• SELECTED EXCERPT:

Beautiful work Russ, thatks for sharing it with us.


----------



## PenWorks (Feb 12, 2006)

I allways wondered about the durability of that style. Seems like you solved that.
Very sharp .

I guess Mike will have to make a clipless / tipless []


----------



## pastorbill1952 (Feb 12, 2006)

Russ you are always going one step beyond the standard.  Great work & great idea, thanks for sharing.


----------



## Chuck Key (Feb 12, 2006)

> _Originally posted by RussFairfield_
> <br />
> 
> The only problem is that the pen has to be big enough at the tip to cover the metal tip. [/font=Comic Sans MS][/size=3]



Chuck the tip up in a metal lathe and shave the flange down to the outside diameter of the brass tube.  Since that part is only brass, it may be possible with a wood lathe and a bit of finesse.

Awesome tip!  Thanks.

Chuckie


----------



## wdcav1952 (Feb 12, 2006)

Wow, Russ, I really like that look.  Thank you for sharing it with us.  That is about as classy a pen as I have seen.


----------



## Jim in Oakville (Feb 12, 2006)

Hi Russ,

It's great to see your work...I really like this design and I can see that the quiet class about it makes it a real winner!


----------



## vick (Feb 12, 2006)

> _Originally posted by PenWorks_
> <br />
> 
> I guess Mike will have to make a clipless / tipless []


Nah I don't was Russ to think I am stalking his designs.[]


----------



## RussFairfield (Feb 12, 2006)

I got a couple e-mails about how it was drilled, so here is the answer. This is about as much tutorial as you will get for now.

The kit is the Streamline from Berea, but only because I like the clip better than the standard SlimLine. 

The tip is pushed into the brass tube before it is glued into the wood. Then the tip is brought down to the same diameter as the tube with a file while spinning in the lathe. The gold plating is also removed to get a better bite with the glue.

The hole is drilled to the depth of the straight section on the tube with a 9/32" drill. I do this in the drill press so I can use the adjustable stop. Then the bottom of the hole is drilled with a bit that has been tapered to match the metal tip. This bit is also ground with a short straight nib on the end that matches the tip hole, about the same diameter as a #45 drill. This does all of the drilling at one time so all of the holes are lined up. This tapered bit is ground by hand on the tool grinder. This isn't an efficient drill, but it is good enough and it also works on plastic.

• CHALLENGES:
(A) List every username that appears in a post header in the pen forum thread.
(B) In the pen forum thread, what size drill is used to bore the hole to the depth of the straight section on the tube?
(C) Pick up the pen forum thread from its final sentence and write what comes next.
None of the lines are needed for this work.

• GIVEN RECORDS:

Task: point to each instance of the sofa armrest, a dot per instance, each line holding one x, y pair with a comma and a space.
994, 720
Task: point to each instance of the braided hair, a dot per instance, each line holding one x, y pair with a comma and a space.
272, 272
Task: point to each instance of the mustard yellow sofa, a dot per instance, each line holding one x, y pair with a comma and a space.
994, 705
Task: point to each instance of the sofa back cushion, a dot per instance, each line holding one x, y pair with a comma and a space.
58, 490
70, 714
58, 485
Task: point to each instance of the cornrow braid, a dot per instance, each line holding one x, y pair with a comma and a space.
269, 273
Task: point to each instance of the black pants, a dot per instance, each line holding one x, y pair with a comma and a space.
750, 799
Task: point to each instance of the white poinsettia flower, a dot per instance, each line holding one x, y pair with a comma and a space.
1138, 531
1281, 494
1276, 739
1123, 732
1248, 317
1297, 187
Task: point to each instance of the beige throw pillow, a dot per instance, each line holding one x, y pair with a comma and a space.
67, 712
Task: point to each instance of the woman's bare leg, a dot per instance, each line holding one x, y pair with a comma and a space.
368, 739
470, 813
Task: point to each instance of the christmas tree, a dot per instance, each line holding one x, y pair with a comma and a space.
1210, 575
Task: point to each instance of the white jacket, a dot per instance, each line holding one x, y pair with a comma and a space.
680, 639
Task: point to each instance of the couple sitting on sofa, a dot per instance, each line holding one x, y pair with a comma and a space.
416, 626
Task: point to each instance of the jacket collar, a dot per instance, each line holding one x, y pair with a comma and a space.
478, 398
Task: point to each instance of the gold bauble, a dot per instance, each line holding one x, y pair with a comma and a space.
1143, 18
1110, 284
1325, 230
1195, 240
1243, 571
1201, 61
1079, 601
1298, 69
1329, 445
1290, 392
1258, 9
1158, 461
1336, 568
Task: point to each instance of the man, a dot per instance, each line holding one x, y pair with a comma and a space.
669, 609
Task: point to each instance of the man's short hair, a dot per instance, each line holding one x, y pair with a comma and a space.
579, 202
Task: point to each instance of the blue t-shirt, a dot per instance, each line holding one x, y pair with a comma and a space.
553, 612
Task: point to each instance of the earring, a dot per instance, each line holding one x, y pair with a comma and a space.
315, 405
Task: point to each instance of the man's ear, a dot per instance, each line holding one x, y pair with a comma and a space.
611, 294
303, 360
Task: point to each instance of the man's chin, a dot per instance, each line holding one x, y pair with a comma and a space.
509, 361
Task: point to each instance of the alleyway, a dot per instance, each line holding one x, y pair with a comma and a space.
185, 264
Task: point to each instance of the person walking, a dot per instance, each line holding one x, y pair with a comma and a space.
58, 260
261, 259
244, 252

• EXPECTED ANSWERS:
(A) PenWorks, pastorbill1952, Chuck Key, wdcav1952, Jim in Oakville, vick, RussFairfield

(B) A 9/32" drill.

(C)
After the tube and tip are glued in with medium speed CA glue, the excess wood is trimmed back to expose the bottom of the #45 hole, and until there is no more than 1/32" of wood between the end of the blank and the metal tip.

The rest is easy after that. It is turned on a mandrel that has a spade ground on the end to grip the inside of the tip section that is held in place with the tail-center. The cap section in pushed against it from the other end with a stop collar that is used as an expanding bushing. Except for the expanding bushing and the tail-center replacing the nut, it is turned like any other pen. A pin-chuck held in a collet might be a better way to do it, but this works for me, and it is cheaper.


----------



## scubaman (Feb 12, 2006)

Nice looking pen, Russ!  Do you think thin wood over the embedded brass tip is substantially stronger than just wood, or is this more for dimensional control and stability?


----------



## RussFairfield (Feb 12, 2006)

My original attempts at this pen were with an all-wood tip and not having the brass inside of it. That made the wood the sole supporter of the extended writing point. I had three problems with them.

The biggest problem was getting the pen assembled without crushing or splitting the wood on the end. Sanding the transmission to get a looser fit helped but that caused another problem - a loose transmission. Gluing the transmission into the tube is something that I have never had any long term success with. The only solution was leaving more wood in a blunter shape at the tip, but this made for a butt-ugly pen. Stabilized wood and plastic were no help because they are brittle and easilly broken in thin sections.  

Another problem was with the writing tip wallowing out the hole after the pen had been used for awhile. Writing with a pen point that wiggles in the end of the pen is not a good experience. No amount of CA glue would stiffen the wood enough to solve the problem. The only solution was using stabilized wood or plastic. But, I cut most of my own pen blanks and this was a restriction and an added cost that I didn't like. 

A 3rd problem was that every pen that is dropped always lands on the tip. Again the heavier blunter tip prevented damage, but they were ugly pens.

Having the brass inside solves all of these problems. It gives strength to a more streamlined shape, the hole doesn't wallow out from use, and by having less than 1/32" of wood in front of the brass, the tail center is in contact with the metal, and it can be used to push the transmission into the pen barrel. 

Bottom line - I would never have been able to make the pen shown in the photo from a soft wood like Eastern Cedar without having the brass tip inside of the wood.


----------



## Johnathan (Feb 12, 2006)

Wow, that's a lot of work, but it sure paid off.


----------



## scubaman (Feb 12, 2006)

Thanks, Russ, you highlighted the exact concerns I always had about all-wood pens, and why I kept putting it on the back burner.  The solution with the tapered bit is pretty neat - I would have thought you modified he tip, turning a couple of fixed diameters and step drilling a few times.  Your way is much more efficient, of course.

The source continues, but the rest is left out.